▸ ASSIGNED TASK:
Would you repeat the listing below verbatim and drop the images?

▸ MATERIAL FOR THIS TASK:

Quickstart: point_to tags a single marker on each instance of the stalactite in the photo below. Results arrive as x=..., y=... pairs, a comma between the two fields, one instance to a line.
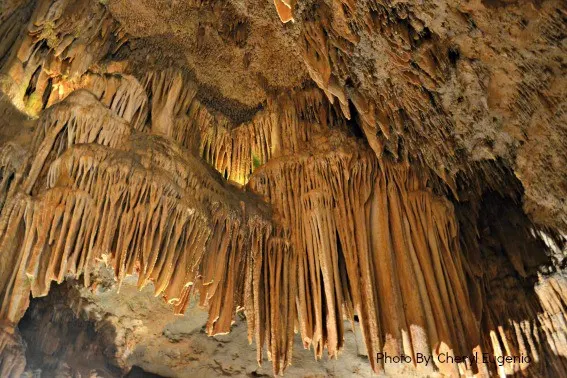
x=314, y=194
x=61, y=41
x=234, y=150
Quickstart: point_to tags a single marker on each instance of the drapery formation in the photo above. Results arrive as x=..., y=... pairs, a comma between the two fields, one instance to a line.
x=285, y=216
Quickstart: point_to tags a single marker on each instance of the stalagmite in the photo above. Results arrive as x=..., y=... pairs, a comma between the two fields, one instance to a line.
x=387, y=184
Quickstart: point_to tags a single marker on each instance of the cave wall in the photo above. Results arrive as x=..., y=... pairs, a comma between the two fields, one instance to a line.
x=397, y=164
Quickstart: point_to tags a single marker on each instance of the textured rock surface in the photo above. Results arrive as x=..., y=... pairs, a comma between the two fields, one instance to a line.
x=303, y=172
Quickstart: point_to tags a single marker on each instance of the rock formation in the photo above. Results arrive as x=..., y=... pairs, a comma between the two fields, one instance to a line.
x=313, y=170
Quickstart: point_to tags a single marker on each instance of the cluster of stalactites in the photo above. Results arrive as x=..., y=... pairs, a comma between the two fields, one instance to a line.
x=234, y=150
x=58, y=42
x=94, y=190
x=370, y=241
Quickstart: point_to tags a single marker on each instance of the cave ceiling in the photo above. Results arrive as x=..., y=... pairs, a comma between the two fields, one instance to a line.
x=354, y=178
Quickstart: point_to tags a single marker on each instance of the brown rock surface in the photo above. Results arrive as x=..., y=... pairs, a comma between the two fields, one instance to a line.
x=355, y=178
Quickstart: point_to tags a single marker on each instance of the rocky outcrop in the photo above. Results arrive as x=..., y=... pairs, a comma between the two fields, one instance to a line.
x=414, y=188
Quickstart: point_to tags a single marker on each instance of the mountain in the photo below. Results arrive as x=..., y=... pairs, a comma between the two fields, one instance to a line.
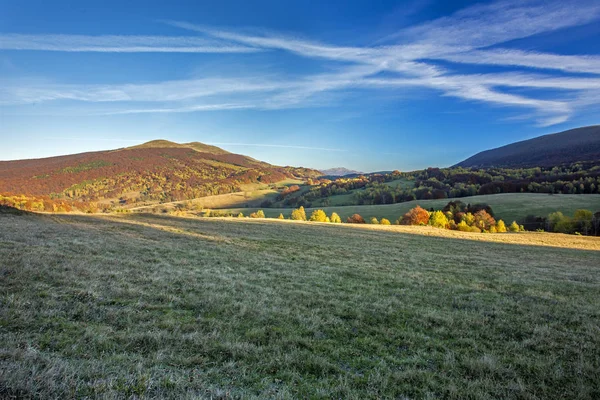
x=340, y=171
x=580, y=144
x=155, y=171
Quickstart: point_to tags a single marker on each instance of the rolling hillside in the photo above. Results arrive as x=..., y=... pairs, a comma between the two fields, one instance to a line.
x=340, y=171
x=581, y=144
x=155, y=171
x=506, y=206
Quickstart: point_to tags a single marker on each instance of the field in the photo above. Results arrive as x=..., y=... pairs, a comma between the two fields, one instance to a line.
x=167, y=307
x=507, y=206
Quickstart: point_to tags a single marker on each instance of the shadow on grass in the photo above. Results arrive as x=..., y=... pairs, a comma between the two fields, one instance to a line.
x=210, y=229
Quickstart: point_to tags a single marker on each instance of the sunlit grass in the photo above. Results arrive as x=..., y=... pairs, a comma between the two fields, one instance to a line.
x=507, y=206
x=166, y=307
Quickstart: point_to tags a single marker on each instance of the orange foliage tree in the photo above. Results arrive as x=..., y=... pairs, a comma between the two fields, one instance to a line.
x=355, y=219
x=416, y=216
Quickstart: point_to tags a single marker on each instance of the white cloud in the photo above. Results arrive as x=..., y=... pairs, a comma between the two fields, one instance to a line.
x=413, y=61
x=119, y=44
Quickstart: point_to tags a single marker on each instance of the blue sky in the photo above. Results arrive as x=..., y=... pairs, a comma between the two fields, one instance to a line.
x=369, y=85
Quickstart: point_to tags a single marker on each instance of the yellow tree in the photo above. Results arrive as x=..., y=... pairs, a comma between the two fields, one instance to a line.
x=438, y=220
x=335, y=218
x=299, y=214
x=500, y=226
x=318, y=216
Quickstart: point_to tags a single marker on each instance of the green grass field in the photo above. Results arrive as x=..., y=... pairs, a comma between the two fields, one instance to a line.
x=507, y=206
x=149, y=306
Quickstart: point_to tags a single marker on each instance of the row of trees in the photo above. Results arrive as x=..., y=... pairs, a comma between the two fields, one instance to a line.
x=481, y=221
x=436, y=183
x=455, y=216
x=583, y=222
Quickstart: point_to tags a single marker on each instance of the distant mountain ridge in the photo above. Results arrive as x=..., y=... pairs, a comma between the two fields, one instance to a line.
x=154, y=171
x=340, y=171
x=580, y=144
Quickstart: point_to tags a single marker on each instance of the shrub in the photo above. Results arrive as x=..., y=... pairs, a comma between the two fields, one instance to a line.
x=416, y=216
x=582, y=221
x=483, y=220
x=356, y=219
x=438, y=220
x=560, y=223
x=469, y=219
x=299, y=214
x=463, y=227
x=318, y=216
x=335, y=218
x=500, y=226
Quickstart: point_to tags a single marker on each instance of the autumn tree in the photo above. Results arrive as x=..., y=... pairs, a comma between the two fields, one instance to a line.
x=438, y=220
x=416, y=216
x=318, y=216
x=500, y=226
x=469, y=219
x=299, y=214
x=514, y=227
x=483, y=220
x=355, y=219
x=335, y=218
x=582, y=221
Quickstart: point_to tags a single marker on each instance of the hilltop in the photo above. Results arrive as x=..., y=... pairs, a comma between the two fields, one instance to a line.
x=159, y=170
x=340, y=171
x=580, y=144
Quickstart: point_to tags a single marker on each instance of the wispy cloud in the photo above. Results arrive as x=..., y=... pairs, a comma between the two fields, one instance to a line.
x=120, y=44
x=415, y=57
x=283, y=146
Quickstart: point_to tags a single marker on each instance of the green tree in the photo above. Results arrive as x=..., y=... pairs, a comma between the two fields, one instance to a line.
x=299, y=214
x=438, y=220
x=335, y=218
x=582, y=221
x=318, y=216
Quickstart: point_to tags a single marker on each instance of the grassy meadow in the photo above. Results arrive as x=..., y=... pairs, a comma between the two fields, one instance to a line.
x=507, y=206
x=160, y=306
x=145, y=305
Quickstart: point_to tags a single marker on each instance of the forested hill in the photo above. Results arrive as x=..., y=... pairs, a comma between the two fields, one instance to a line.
x=155, y=171
x=581, y=144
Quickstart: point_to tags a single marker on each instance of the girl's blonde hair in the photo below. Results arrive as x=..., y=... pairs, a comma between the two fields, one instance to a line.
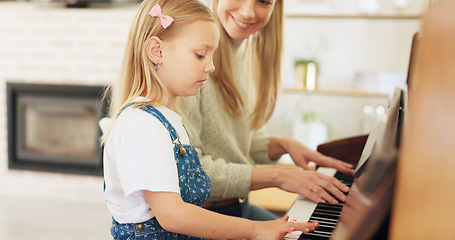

▸ ANSWER TO THIS TASK:
Quickstart: point_to tags a single marker on each instance of the stalactite in the photo below. Results arrive as x=..., y=... pairs, a comma between the two fields, one instance to a line.
x=314, y=194
x=61, y=41
x=234, y=150
Quickstart: point_to tags a single marker on each instance of the drapery formation in the photo above. Results arrive as x=..., y=... pairs, a comma between the two fields, one instance to a line.
x=285, y=216
Quickstart: point_to tags a single marker on each instance of the stalagmite in the photo above. Results arrive as x=..., y=... pairs, a comma between the two fields, one instance to a line.
x=387, y=184
Quickstart: point_to tags a single marker on each instance of the cave wall in the photo above. Results arrive as x=..., y=... pairs, a comma between the two fields, one instance to a line.
x=397, y=164
Quickstart: point_to tags a single marker on each instance of the textured rock surface in the photo above. Results arrive as x=..., y=... pairs, a comma between the two fields, one instance to a line.
x=303, y=172
Quickstart: point_to tags a single marker on each instance of the rock formation in the photo above. Results arrive as x=..., y=... pairs, a comma between the two fields, one instance to a line.
x=313, y=170
Quickstart: point_to tags a single marker on each instance of the cluster of stalactites in the photo above. Results arrive as x=..., y=... pairs, a comma between the two fields, one instance to a line.
x=234, y=150
x=58, y=42
x=94, y=190
x=370, y=241
Quickstart: point_to tags a single marker on each instance of the cave ceiling in the photo above. Results arrive as x=..., y=... pairs, a comma between the two fields, one instance to a line.
x=354, y=178
Quickstart: point_to tags a single marker on each instance of the brown rock surface in the photo above. Results arrive as x=..., y=... pairs, a comma between the two fields, one instance to a line.
x=355, y=178
Quickstart: point_to tags a single marker on each instance of the rocky outcrop in the photo above. Results arrive as x=..., y=... pairs, a comma between the two fields, one instance to a line.
x=414, y=188
Quickstart: point_to tags a single marker on each instance of the mountain in the photo below. Results arrive as x=..., y=... pairs, a comma between the two fields, one instance to a line.
x=340, y=171
x=580, y=144
x=155, y=171
Quickstart: point_to tags a single marker on each instance of the rolling hillside in the photo above. Results arrive as x=..., y=... pairs, a comma between the two fields, one instance to a line.
x=340, y=171
x=581, y=144
x=155, y=171
x=506, y=206
Quickstart: point_to tags a single marker on each instance of the field in the photo above. Results arrive as x=..., y=... pairs, a comma between the two fields, one instance to a line.
x=167, y=307
x=507, y=206
Quickstart: point_to tags a single marker on each instance of the shadow on grass in the photo above. Results arrive as x=..., y=... pairs, a comma between the two fields, one instance to a line.
x=210, y=229
Quickstart: point_to tags a single marker on each instance of the sunlit grass in the photo above. Results arrive as x=..., y=... pairs, a comma between the two fields, one instance to a line.
x=507, y=206
x=166, y=307
Quickstart: point_to tags a single marker on each instance of the orange foliage tree in the photo above. Results arrive as x=..., y=... pairs, a comma between the two fields, one instance to a line.
x=355, y=219
x=416, y=216
Quickstart: point_to tags a single marker on each instance of the white cloud in the photo above. Results arrive as x=..., y=... pairs, a comma between the two fields, one instance to a line.
x=413, y=61
x=119, y=44
Quickstart: point_to tags a single marker on each instance of the blue sky in the photo above. Results arrive as x=..., y=... pairs, a comma between the two fields, one instance to a line.
x=369, y=85
Quickstart: point_to tags a single marker on each instance of the yellow tree in the photo above. Results arrive as x=..., y=... pairs, a comma between the two fields, one instance to a line.
x=438, y=220
x=335, y=218
x=299, y=214
x=500, y=226
x=318, y=216
Quickstart: point_to tags a single marker on each instance of the green grass field in the photo above. Results arrive as x=..., y=... pairs, a comma between the two fields, one instance to a line.
x=507, y=206
x=149, y=306
Quickstart: point_to tags a single marker on each instance of the row of trees in the photo above. Results arrive as x=..., y=... pairs, a comma between the two fields, one instance to a line.
x=481, y=221
x=436, y=183
x=455, y=216
x=583, y=222
Quickstart: point_to tags a single marker on each instance of the distant mountain ridge in the photo above. Results arrive as x=..., y=... pairs, a comma between the two fields, one instance to a line.
x=154, y=171
x=340, y=171
x=580, y=144
Quickstart: point_to tags a single marker on each instance of the shrub in the photo above. Results arrive as x=..., y=... pairs, a comma between the two fields, one instance to a line.
x=416, y=216
x=582, y=221
x=483, y=220
x=356, y=219
x=438, y=220
x=560, y=223
x=469, y=219
x=299, y=214
x=463, y=227
x=318, y=216
x=335, y=218
x=500, y=226
Quickstart: point_to tags a single marker on each instance of the autumn tree in the photo above. Results arrive as x=..., y=... pairs, a comma between the two fields, one instance to a line.
x=438, y=220
x=416, y=216
x=318, y=216
x=500, y=226
x=469, y=219
x=299, y=214
x=514, y=227
x=483, y=220
x=355, y=219
x=335, y=218
x=582, y=221
Quickstart: point_to tags a single marker on each instance of the hilltop in the photo above. Results arrive as x=..., y=... pairs, a comma between the two fields, one instance to a line.
x=159, y=170
x=340, y=171
x=580, y=144
Quickstart: point_to tags a single marker on each instance of the wispy cloud in the photo above. Results arrive as x=..., y=... pairs, a comma between the two fields, one instance to a line.
x=120, y=44
x=415, y=57
x=283, y=146
Quickstart: point_to tags a single marker on each instance of the green tree in the photo above. Results arrive as x=..., y=... pairs, a comma between the two fields, one instance to a line.
x=299, y=214
x=438, y=220
x=335, y=218
x=582, y=221
x=318, y=216
Quickstart: point_to tags a single marker on each instance of the grassy meadow in the photo above. Results arrive as x=..., y=... pairs, a comma between the two fields, one instance to a line.
x=507, y=206
x=160, y=306
x=145, y=305
Quickstart: point_to tags a single marker on each instance of the forested hill in the photo above. Results arrive as x=..., y=... pairs, a comma between the two fields, one instance to a line.
x=155, y=171
x=581, y=144
Quickstart: point_to tags a single marker on each instance of the girl's blonde hair in the photo below. Results arrive as x=..., y=... pairs, a comma between the two fields, one instance to a line.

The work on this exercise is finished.